- **Records**

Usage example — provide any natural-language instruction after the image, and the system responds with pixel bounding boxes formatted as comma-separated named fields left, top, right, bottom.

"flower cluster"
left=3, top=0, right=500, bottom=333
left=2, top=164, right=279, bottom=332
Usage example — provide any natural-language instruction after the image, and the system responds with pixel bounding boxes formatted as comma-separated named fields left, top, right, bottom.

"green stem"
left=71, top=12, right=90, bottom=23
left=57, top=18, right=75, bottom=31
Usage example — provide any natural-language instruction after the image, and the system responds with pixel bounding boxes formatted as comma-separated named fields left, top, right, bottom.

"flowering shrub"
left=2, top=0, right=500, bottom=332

- **What you need to do**
Print out every record, character for character.

- **Task solution**
Usage example — provide any natural-language instruction after the image, and the system responds with pixel bounding boxes formatted as comma-separated named fields left, top, right, bottom.

"flower cluster"
left=3, top=0, right=500, bottom=333
left=2, top=164, right=279, bottom=332
Usage example — provide any natural-language instruction after the image, and the system responds with pixel bounding boxes formatted as comma-separated named fields left, top, right, bottom.

"green stem"
left=71, top=12, right=90, bottom=23
left=57, top=18, right=75, bottom=31
Usage example — provide any natural-language instruction after the image, and the system responds with pixel bounding boxes formatted as comma-separated named fields left, top, right, bottom.

"flowering shrub"
left=2, top=0, right=500, bottom=332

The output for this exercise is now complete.